= What the task requires =
Only an exact copy of the entries, stripped of pictures, will serve as the answer.

════════════════════

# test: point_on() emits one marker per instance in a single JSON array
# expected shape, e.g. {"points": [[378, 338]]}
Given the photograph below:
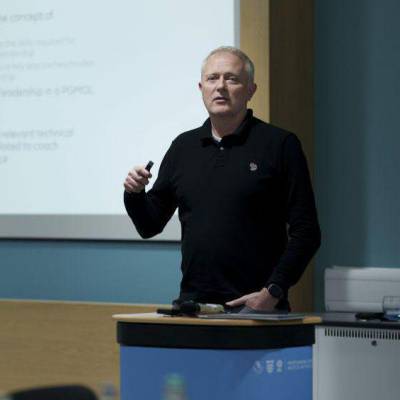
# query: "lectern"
{"points": [[183, 358]]}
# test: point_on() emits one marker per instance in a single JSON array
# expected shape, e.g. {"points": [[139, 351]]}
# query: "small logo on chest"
{"points": [[253, 167]]}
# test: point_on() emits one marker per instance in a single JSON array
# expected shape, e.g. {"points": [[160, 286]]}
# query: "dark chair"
{"points": [[68, 392]]}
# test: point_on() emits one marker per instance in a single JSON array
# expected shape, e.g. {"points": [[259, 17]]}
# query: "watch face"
{"points": [[275, 291]]}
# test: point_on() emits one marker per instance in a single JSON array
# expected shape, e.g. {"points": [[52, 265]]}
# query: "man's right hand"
{"points": [[137, 179]]}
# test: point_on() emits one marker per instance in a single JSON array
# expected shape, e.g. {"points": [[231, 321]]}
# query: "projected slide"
{"points": [[88, 89]]}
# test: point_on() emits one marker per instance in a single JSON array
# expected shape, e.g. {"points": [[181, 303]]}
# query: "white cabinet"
{"points": [[352, 363]]}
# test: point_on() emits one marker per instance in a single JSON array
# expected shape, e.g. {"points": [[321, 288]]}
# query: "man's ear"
{"points": [[252, 90]]}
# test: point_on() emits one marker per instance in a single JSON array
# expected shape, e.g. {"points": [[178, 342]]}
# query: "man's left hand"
{"points": [[261, 301]]}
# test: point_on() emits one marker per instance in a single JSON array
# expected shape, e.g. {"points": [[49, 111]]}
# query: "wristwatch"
{"points": [[275, 291]]}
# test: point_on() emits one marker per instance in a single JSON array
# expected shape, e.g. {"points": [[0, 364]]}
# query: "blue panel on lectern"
{"points": [[191, 374]]}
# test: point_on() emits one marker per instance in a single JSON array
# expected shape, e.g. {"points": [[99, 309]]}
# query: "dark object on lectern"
{"points": [[69, 392]]}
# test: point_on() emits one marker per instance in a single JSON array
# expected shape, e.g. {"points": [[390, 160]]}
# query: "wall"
{"points": [[357, 103], [133, 272]]}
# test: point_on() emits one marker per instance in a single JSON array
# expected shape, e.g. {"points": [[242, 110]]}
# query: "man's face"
{"points": [[225, 85]]}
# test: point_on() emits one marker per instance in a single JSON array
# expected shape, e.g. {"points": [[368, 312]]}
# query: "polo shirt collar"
{"points": [[238, 136]]}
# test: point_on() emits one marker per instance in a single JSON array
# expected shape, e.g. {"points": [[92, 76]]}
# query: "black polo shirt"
{"points": [[245, 204]]}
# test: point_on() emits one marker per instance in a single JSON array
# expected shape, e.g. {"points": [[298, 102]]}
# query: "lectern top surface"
{"points": [[154, 318]]}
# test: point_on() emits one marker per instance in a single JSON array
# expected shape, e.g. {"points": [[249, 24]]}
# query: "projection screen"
{"points": [[88, 89]]}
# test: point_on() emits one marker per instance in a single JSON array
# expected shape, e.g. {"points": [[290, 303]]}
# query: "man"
{"points": [[238, 183]]}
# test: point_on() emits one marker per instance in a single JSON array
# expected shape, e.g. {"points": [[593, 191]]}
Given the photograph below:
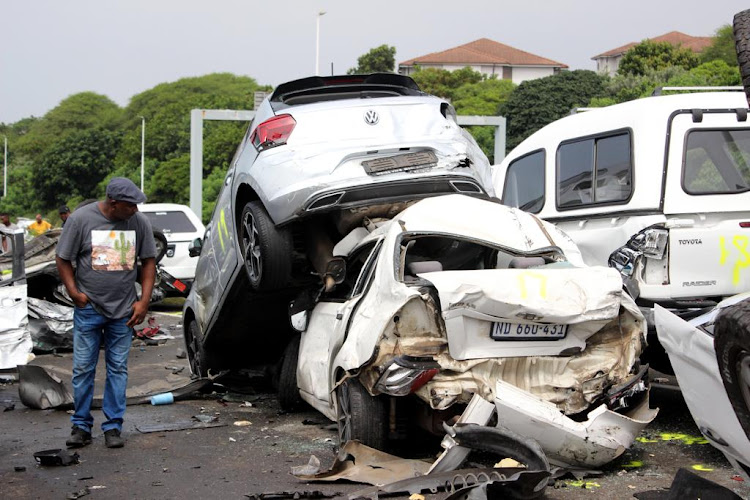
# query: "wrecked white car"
{"points": [[458, 296], [711, 359]]}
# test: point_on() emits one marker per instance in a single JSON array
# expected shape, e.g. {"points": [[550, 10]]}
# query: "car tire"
{"points": [[741, 28], [199, 361], [360, 416], [266, 249], [288, 391], [732, 346]]}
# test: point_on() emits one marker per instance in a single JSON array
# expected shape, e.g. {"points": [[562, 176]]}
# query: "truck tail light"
{"points": [[273, 132]]}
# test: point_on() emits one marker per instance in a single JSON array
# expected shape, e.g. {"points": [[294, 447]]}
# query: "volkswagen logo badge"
{"points": [[371, 117]]}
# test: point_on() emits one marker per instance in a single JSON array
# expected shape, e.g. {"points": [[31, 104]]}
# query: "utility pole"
{"points": [[317, 42], [5, 167], [143, 148]]}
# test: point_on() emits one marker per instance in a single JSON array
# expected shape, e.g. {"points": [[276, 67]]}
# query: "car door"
{"points": [[218, 259], [329, 323]]}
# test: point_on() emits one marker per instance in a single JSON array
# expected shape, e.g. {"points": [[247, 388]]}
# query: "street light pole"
{"points": [[5, 168], [317, 42], [143, 148]]}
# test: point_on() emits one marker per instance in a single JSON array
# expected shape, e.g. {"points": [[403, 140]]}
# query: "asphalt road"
{"points": [[236, 460]]}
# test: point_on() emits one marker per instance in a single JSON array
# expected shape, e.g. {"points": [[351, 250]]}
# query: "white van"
{"points": [[657, 187], [180, 226]]}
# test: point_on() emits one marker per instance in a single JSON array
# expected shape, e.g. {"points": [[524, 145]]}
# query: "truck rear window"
{"points": [[716, 161], [595, 171]]}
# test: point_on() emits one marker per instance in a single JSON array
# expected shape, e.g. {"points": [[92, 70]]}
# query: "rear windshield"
{"points": [[170, 222], [716, 161]]}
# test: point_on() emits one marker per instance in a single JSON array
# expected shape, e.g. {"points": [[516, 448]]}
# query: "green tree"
{"points": [[74, 165], [75, 113], [482, 98], [722, 47], [649, 55], [536, 103], [381, 59]]}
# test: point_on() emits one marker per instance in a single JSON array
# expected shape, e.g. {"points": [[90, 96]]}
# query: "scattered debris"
{"points": [[55, 457], [292, 494], [506, 483], [177, 426], [78, 494], [206, 418], [166, 398], [689, 485], [359, 463]]}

════════════════════

= Reply =
# test: point_on() emits one marker per instance in a single JSON array
# expected shape, e.g. {"points": [[378, 338]]}
Given the photograph below:
# query: "lectern"
{"points": [[183, 358]]}
# test: point_on() emits one marker per instance in a single JSON array
# expected shape, e.g. {"points": [[139, 351]]}
# query: "small logo on chest"
{"points": [[253, 167]]}
# test: point_on() emits one marker per instance in a single JSON array
# expected shape, e.g. {"points": [[160, 286]]}
# query: "dark chair"
{"points": [[68, 392]]}
# test: point_on() emits one marker per instance in a single JSON array
# expected shape, e.g. {"points": [[259, 17]]}
# query: "watch face"
{"points": [[275, 291]]}
# test: point_on() emits one marker per instance in a single JSON array
# expected shape, e.g. {"points": [[52, 265]]}
# query: "man's right hand"
{"points": [[137, 179]]}
# test: point_on() emits one marker per instance in a single JSON array
# expected shape, e.g. {"points": [[231, 321]]}
# query: "projected slide"
{"points": [[88, 89]]}
# test: point_on() emits one marker per instance in a single JSON array
# expected shape, e.g. {"points": [[181, 303]]}
# query: "white cabinet"
{"points": [[352, 363]]}
# test: point_on() emits one marker per instance in a single JSON array
# expected shape, e.g. {"points": [[321, 288]]}
# query: "man's ear"
{"points": [[252, 90]]}
# test: point_on() emits one marker per instance in a single JSON array
# expected shape, e.g. {"points": [[178, 342]]}
# query: "man's left hand"
{"points": [[261, 301]]}
# test: point_on() emits one marker per instance in a single JSON array
# expected shape, e.g. {"points": [[49, 111]]}
# query: "wristwatch"
{"points": [[275, 291]]}
# test: point_on() emits one marker per instance in a single JSON array
# expected shape, e.g. {"points": [[0, 364]]}
# query: "blue panel on lectern"
{"points": [[191, 374]]}
# test: point_on() emits one marker per instance in a single JSON array
# expected shape, e.g. {"points": [[99, 309]]}
# query: "dark object on lectern"
{"points": [[69, 392]]}
# test: point_on() emits one marker per instance in a single JSON array
# expected shape, e.g. {"points": [[390, 160]]}
# query: "wall"
{"points": [[357, 103], [133, 272]]}
# test: point_on() emits one marker per instance in a single JSON array
# expected shape, e.g. {"points": [[242, 110]]}
# query: "man's face"
{"points": [[225, 85]]}
# test: point_on() emits one marker per instance in a single JSON array
# expected shape, e.g. {"points": [[368, 312]]}
# query: "polo shirt collar"
{"points": [[238, 136]]}
# test: point_on() emits one marker per instance in a single JSON array
# expected shape, e.g. {"points": [[92, 76]]}
# query: "black polo shirt"
{"points": [[245, 204]]}
# test: point_on() emits one marker per instance in a single JSON array
# expected shape, e.g. {"points": [[298, 102]]}
# query: "lectern top surface"
{"points": [[154, 318]]}
# test: point_on() emits one marker per instance in a single JSON array
# expected shape, e.g. {"points": [[249, 24]]}
# query: "projection screen"
{"points": [[88, 89]]}
# test: point_on() emits one marker per instance in a single JSON array
# expected shape, e.g. {"points": [[290, 303]]}
# query: "man"
{"points": [[238, 183]]}
# test: point_on() emits one marker per instance in a single JSON array
# expected shape, e.g. {"points": [[593, 191]]}
Given the photograph below:
# query: "wrecked white car"
{"points": [[458, 296], [711, 359]]}
# test: point_on() emits one marker per instance in a single JSON array
# expected shape, e.g. {"points": [[550, 10]]}
# query: "car tire"
{"points": [[741, 28], [199, 361], [360, 416], [266, 249], [288, 391], [732, 346]]}
# test: point_on() emits one marker per instance in a single JSON array
# expected shape, e.g. {"points": [[562, 176]]}
# query: "truck tail light"
{"points": [[273, 132]]}
# test: point_on() emits one marker per instance in a single JSON array
# expected shape, e.g. {"points": [[294, 447]]}
# query: "volkswagen logo badge"
{"points": [[371, 117]]}
# test: point_on() emits one marker per instance in a single JSON array
# expected shape, e.g. {"points": [[31, 104]]}
# query: "utility pole"
{"points": [[317, 42], [5, 167], [143, 148]]}
# test: point_on() emits one marker per instance in a single JSON array
# expected shape, e.g. {"points": [[276, 67]]}
# query: "car door"
{"points": [[218, 259], [329, 323]]}
# test: point_on() emits one marker per instance in a single JSON array
# expected shape, e.g. {"points": [[247, 388]]}
# query: "street light pole"
{"points": [[5, 168], [317, 42], [143, 148]]}
# test: point_on() emits one marker per instance in a single JSON array
# expected shape, e.g. {"points": [[403, 140]]}
# query: "asphalt road"
{"points": [[236, 460]]}
# test: point_on() emits one marker per instance in a single JSON array
# expected shape, e.g. {"points": [[351, 250]]}
# query: "white van"
{"points": [[657, 187], [180, 226]]}
# test: point_on() emits one marker per instance in a single JSON array
# expected shape, e.g. {"points": [[524, 145]]}
# query: "truck rear window"
{"points": [[716, 161], [595, 171]]}
# test: point_on() emits one marker per instance in a single JSON array
# expected shape, e.g. {"points": [[92, 70]]}
# query: "rear windshield"
{"points": [[170, 222], [716, 161]]}
# test: point_on() emits one marker per instance in a single JSON array
# expected shape, e.g. {"points": [[516, 448]]}
# query: "green tree"
{"points": [[74, 165], [75, 113], [482, 98], [722, 47], [649, 55], [536, 103], [381, 59]]}
# test: point_on() emits one marker per instance in a single JSON array
# expected shape, e.g. {"points": [[90, 96]]}
# query: "scattered debris"
{"points": [[55, 457], [292, 494], [506, 483], [177, 426], [78, 494], [206, 418], [166, 398], [689, 485], [359, 463]]}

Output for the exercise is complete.